• _EXCERPT TO READ_:
Start

Brussels by Night is a Belgian drama film from 1983, directed by former Humo journalist Marc Didden. The low budget picture was financed partly by Herman Schueremans, organizer of the Flemish rock festival Rock Werchter. The film was named after a 1979 song by Raymond van het Groenewoud, who also wrote the soundtrack for the movie.

Brussels by Night was important in Belgian film history because its bleak, grey atmosphere and stream of consciousness structure were a sharp contrast with the more conventional films the country produced up to then.

Plot 

Brussels 1983. Max is seriously depressed. He tries to commit suicide by sticking a gun in his mouth, but when the gun jams, he cries nevertheless. We follow him as he travels through Brussels without any goal and provokes everyone he meets. His mood changes at the most unpredictable moments. Max meets two people, Alice, a bar keeper, and Abdel, her customer of Moroccan descent. Both men fancy Alice as their mistress. The climax of the story takes place on the Ronquières inclined plane.

End

• _LISTED RECORDS_:
Start

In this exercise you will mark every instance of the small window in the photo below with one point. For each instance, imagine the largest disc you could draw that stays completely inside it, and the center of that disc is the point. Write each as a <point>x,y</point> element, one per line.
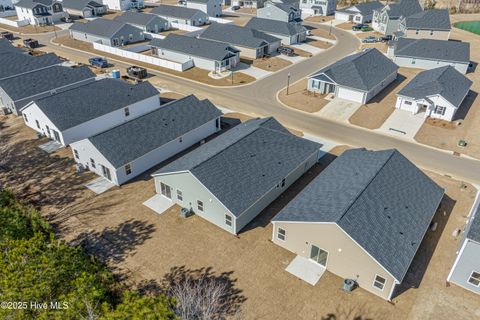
<point>474,279</point>
<point>379,282</point>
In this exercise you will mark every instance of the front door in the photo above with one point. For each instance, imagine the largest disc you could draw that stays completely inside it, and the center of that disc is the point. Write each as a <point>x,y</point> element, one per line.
<point>318,255</point>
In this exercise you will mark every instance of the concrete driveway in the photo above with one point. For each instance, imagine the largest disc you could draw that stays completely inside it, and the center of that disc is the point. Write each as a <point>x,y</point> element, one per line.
<point>339,110</point>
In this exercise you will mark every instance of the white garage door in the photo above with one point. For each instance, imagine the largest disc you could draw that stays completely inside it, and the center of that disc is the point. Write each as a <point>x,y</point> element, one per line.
<point>350,94</point>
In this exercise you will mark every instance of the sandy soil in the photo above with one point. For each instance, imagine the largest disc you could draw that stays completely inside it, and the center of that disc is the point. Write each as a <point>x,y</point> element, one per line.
<point>299,98</point>
<point>373,114</point>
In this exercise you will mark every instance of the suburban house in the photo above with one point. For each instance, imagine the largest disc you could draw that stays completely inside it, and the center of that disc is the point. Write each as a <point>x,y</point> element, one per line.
<point>87,110</point>
<point>84,8</point>
<point>359,13</point>
<point>14,64</point>
<point>206,54</point>
<point>363,218</point>
<point>181,15</point>
<point>18,91</point>
<point>108,32</point>
<point>212,8</point>
<point>145,21</point>
<point>437,92</point>
<point>231,179</point>
<point>318,7</point>
<point>430,54</point>
<point>287,32</point>
<point>123,5</point>
<point>40,12</point>
<point>358,77</point>
<point>286,12</point>
<point>386,19</point>
<point>129,149</point>
<point>428,24</point>
<point>252,43</point>
<point>466,268</point>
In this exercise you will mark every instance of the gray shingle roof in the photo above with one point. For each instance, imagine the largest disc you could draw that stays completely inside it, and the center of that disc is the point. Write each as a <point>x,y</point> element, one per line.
<point>176,11</point>
<point>236,35</point>
<point>103,27</point>
<point>137,137</point>
<point>75,106</point>
<point>379,198</point>
<point>276,26</point>
<point>240,166</point>
<point>17,63</point>
<point>363,70</point>
<point>433,49</point>
<point>445,81</point>
<point>435,19</point>
<point>204,48</point>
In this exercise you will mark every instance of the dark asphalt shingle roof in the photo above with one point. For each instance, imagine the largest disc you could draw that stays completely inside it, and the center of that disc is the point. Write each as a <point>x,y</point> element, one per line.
<point>17,63</point>
<point>135,138</point>
<point>445,81</point>
<point>363,70</point>
<point>379,198</point>
<point>75,106</point>
<point>434,19</point>
<point>433,49</point>
<point>240,166</point>
<point>276,26</point>
<point>236,35</point>
<point>203,48</point>
<point>36,82</point>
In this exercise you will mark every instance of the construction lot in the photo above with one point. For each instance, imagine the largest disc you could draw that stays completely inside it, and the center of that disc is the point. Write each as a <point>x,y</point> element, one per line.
<point>144,247</point>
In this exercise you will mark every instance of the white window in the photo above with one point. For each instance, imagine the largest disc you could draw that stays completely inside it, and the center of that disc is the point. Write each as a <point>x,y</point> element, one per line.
<point>379,282</point>
<point>474,279</point>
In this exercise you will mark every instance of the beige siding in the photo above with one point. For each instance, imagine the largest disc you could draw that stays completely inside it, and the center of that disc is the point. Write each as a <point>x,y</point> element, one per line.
<point>345,258</point>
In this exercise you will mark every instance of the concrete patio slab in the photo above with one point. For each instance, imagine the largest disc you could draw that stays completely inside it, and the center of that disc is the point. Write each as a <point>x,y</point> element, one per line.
<point>50,146</point>
<point>158,203</point>
<point>99,185</point>
<point>306,270</point>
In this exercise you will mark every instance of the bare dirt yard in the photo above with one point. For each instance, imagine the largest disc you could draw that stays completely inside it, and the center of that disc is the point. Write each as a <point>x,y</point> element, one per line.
<point>299,98</point>
<point>145,249</point>
<point>373,114</point>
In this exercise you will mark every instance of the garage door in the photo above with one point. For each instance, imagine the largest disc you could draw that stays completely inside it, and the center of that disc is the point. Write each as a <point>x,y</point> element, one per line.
<point>350,94</point>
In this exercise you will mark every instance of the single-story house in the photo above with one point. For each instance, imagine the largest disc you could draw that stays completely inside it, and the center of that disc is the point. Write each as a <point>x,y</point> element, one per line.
<point>108,32</point>
<point>363,218</point>
<point>466,268</point>
<point>428,24</point>
<point>145,21</point>
<point>229,180</point>
<point>206,54</point>
<point>287,32</point>
<point>87,110</point>
<point>14,64</point>
<point>125,151</point>
<point>181,15</point>
<point>438,92</point>
<point>212,8</point>
<point>18,91</point>
<point>358,77</point>
<point>252,43</point>
<point>430,53</point>
<point>84,8</point>
<point>359,13</point>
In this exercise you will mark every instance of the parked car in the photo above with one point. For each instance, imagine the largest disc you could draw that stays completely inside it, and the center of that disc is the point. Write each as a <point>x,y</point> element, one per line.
<point>30,43</point>
<point>286,51</point>
<point>98,62</point>
<point>137,72</point>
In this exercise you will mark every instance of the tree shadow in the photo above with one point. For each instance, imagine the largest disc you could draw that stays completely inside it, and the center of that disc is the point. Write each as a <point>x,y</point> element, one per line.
<point>425,252</point>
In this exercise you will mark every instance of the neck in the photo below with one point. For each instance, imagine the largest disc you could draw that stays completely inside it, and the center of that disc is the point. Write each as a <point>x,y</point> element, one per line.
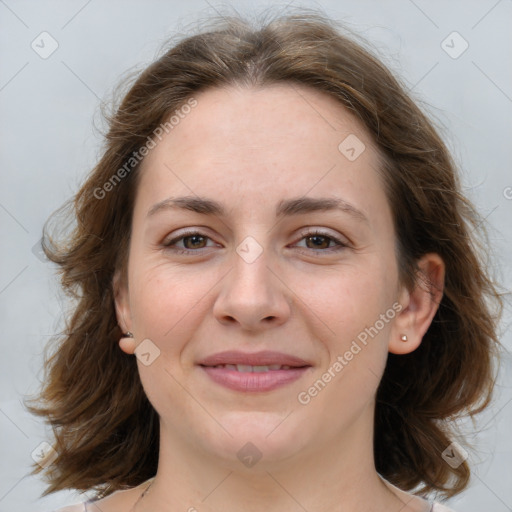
<point>315,479</point>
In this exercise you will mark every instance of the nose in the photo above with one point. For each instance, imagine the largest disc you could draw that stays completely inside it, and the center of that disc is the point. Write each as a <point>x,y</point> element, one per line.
<point>252,296</point>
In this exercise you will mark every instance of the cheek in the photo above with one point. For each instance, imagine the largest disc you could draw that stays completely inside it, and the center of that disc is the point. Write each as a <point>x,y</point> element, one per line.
<point>164,301</point>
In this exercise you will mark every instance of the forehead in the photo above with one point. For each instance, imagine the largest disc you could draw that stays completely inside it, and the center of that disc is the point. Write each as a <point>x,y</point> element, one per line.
<point>258,144</point>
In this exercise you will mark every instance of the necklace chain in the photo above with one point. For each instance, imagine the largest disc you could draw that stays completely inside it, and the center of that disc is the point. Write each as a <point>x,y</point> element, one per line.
<point>431,508</point>
<point>140,497</point>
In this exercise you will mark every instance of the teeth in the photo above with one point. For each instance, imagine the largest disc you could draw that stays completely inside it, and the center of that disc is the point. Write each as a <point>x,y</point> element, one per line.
<point>244,368</point>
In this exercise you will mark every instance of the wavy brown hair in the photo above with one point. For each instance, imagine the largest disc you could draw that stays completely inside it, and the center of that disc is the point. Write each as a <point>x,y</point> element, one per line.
<point>106,431</point>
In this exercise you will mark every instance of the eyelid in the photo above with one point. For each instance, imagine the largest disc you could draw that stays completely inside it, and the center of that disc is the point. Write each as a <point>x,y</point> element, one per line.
<point>305,232</point>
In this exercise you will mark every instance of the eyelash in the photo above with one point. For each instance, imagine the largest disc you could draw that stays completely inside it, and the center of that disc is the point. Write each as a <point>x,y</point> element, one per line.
<point>341,245</point>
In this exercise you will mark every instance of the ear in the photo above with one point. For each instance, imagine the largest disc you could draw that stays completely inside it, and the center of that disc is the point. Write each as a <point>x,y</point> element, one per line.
<point>419,305</point>
<point>123,312</point>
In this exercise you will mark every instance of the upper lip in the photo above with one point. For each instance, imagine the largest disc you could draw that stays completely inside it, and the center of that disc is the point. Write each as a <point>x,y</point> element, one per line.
<point>263,358</point>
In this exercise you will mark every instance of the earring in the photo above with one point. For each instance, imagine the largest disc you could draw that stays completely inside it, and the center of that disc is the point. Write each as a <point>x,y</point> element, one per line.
<point>127,342</point>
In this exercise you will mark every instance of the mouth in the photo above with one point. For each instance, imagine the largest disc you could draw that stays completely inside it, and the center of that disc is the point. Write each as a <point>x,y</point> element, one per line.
<point>247,368</point>
<point>257,372</point>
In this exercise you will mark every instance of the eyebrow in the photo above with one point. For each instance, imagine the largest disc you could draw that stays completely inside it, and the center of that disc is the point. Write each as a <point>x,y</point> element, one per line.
<point>288,207</point>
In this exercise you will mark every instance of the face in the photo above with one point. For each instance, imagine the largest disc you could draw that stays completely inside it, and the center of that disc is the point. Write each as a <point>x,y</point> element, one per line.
<point>263,273</point>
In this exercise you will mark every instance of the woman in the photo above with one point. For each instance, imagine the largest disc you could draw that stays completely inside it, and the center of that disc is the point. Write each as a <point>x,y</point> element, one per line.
<point>280,299</point>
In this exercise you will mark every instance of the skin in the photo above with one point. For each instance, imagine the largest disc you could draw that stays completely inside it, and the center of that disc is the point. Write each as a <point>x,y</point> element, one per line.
<point>249,148</point>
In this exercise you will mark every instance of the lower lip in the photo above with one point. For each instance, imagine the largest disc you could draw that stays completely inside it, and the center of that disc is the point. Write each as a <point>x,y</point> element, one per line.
<point>254,381</point>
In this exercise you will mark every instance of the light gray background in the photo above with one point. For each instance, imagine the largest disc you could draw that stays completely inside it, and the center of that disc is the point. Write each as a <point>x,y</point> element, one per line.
<point>48,109</point>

End

• _WRITTEN REQUEST_:
Write out the part of the passage on the film Brussels by Night verbatim, starting at "Brussels by Night was" and ending at "up to then.".

• _THE SOLUTION_:
Brussels by Night was important in Belgian film history because its bleak, grey atmosphere and stream of consciousness structure were a sharp contrast with the more conventional films the country produced up to then.